■ **Passage to read**
____
For our family, travel is a mix of experiences, good and bad. We bond. We oooh. We aaah. We negotiate who sleeps where at bedtime. We fight over who gets to sit in the buggy. We weather meltdowns. And we never stop seeing new stuff.
Inevitably, however, Powerwoman and I ask ourselves: How much of all of these experiences will L and R remember?
It’s a question I’ve heard often—both from friends and foes. Those who share our commitment to family travel ask the (rhetorical) question in the context of how worthwhile the effort really is. Those who oppose it? They just blather on about how children only care about themselves, never the things they experience in the outside world.
This past week, on an assignment for a client (story coming soon!), I got to dig a little deeper into the issue during an interview with a child psychologist. And the answers shocked the hell out of me.
The expert, Dr. Michele Blume, basically said that, biologically speaking, kids don’t have the capacity for explicit memories until they reach 3 years old. She added that even after that, kids usually don’t retain more than “flashbulb memories” (memories of very brief snippets of an experience, individual moments) until after they turn 5.
Thankfully, before I nearly choked on my coffee at the notion that we’ve been going about it all wrong, Blume added that there’s more to memories than biology.
“What’s overlooked [in the case of kids and family travel] is the importance of implicit memory, the sensory experience,” said the psychologist, who is based in Hermosa Beach, Calif. “The sights, sounds, tastes and smells of being in a new place with mom and dad, interacting with the new environment and having fun as a family has an impact later on; affecting how they feel about themselves, how they feel about themselves in the world, their curiosity in new situations, and how they adapt to the world.”
Blume went on to say that far too many parents use family travel as a teaching experience—a situation that could overwhelm young kids. While sharing knowledge is important, she argues that moms and dads should make it a secondary aspect of a vacation, not the main event.
____
■ **Listed records**
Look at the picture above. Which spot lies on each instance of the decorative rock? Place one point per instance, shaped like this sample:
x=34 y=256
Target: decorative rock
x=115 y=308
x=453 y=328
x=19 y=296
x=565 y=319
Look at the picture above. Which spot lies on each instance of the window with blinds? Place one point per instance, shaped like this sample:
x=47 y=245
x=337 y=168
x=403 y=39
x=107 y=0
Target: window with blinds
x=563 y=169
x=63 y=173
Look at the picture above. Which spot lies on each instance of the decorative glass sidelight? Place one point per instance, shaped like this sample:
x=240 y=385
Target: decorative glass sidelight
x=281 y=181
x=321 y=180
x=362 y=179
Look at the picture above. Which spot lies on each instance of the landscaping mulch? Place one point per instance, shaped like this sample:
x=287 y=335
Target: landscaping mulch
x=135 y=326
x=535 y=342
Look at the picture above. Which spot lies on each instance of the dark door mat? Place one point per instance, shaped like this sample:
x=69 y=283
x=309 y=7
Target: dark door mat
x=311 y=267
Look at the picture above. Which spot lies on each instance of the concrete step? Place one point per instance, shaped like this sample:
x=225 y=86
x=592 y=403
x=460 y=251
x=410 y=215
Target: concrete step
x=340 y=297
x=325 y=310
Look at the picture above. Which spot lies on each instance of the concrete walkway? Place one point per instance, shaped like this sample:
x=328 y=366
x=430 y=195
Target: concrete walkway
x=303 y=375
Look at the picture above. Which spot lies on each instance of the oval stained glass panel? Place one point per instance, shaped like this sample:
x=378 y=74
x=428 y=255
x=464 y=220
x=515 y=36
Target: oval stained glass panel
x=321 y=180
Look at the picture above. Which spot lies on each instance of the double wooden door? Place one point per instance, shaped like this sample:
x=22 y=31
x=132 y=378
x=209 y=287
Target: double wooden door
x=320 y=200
____
■ **Explore the material**
1: Using only the family travel passage, decide whether each statement agrees with it. Answer yes or no for each, and quote the words that decide it.
(a) According to Dr. Blume, children lack the capacity for explicit memories until they reach 3 years old.
(b) The psychologist is based in San Diego.
(c) Blume says parents should make teaching the main event of a vacation.
2: Answer these questions from the family travel passage.
(a) What does the family fight over?
(b) Until what age do kids usually keep no more than "flashbulb memories"?
(c) What kind of memory does Blume call overlooked?
3: From the family travel passage, extract the part starting at "It’s a question" and ending at "the outside world.".

■ **Response list**
1:
(a) Yes: "kids don’t have the capacity for explicit memories until they reach 3 years old"
(b) No: "who is based in Hermosa Beach, Calif."
(c) No: "moms and dads should make it a secondary aspect of a vacation, not the main event"

2:
(a) Who gets to sit in the buggy.
(b) Until after they turn 5.
(c) Implicit memory, the sensory experience.

3:
It’s a question I’ve heard often—both from friends and foes. Those who share our commitment to family travel ask the (rhetorical) question in the context of how worthwhile the effort really is. Those who oppose it? They just blather on about how children only care about themselves, never the things they experience in the outside world.